TASK DETAILS:
Reproduce, as a JSON list of strings with one string per line and blank lines omitted, only the part of the entries that opens with the line containing "In this exercise you will locate the doorway" and continues through the end of the entries, both ends included.

DATA LINES:
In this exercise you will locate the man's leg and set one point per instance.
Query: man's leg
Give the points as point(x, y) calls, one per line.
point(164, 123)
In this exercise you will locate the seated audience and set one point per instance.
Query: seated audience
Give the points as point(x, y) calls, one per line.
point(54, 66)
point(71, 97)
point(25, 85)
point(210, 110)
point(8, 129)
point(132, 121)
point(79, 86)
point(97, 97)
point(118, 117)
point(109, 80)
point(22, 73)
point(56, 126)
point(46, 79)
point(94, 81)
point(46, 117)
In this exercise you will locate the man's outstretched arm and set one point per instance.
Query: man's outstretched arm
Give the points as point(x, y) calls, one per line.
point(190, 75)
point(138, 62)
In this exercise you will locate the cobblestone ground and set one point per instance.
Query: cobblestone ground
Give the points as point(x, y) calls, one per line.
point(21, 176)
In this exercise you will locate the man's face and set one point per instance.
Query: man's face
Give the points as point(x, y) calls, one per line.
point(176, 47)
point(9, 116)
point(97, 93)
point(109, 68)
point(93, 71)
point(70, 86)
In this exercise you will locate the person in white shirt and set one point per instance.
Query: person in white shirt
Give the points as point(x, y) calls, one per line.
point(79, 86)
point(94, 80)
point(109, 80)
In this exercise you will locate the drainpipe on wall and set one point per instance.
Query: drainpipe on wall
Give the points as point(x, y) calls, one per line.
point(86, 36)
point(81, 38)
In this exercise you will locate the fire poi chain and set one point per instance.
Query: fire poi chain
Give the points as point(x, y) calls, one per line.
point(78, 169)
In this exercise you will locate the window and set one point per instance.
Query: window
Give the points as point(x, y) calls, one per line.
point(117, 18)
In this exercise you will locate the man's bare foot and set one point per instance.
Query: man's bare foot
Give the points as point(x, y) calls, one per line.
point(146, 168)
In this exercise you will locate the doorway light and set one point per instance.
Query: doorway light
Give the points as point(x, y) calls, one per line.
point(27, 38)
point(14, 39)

RESPONSE TO THE EXERCISE:
[
  "In this exercise you will locate the doorway light and set one point per instance.",
  "Query: doorway light",
  "Give the points as point(x, y) calls, one per line.",
  "point(27, 38)",
  "point(14, 39)"
]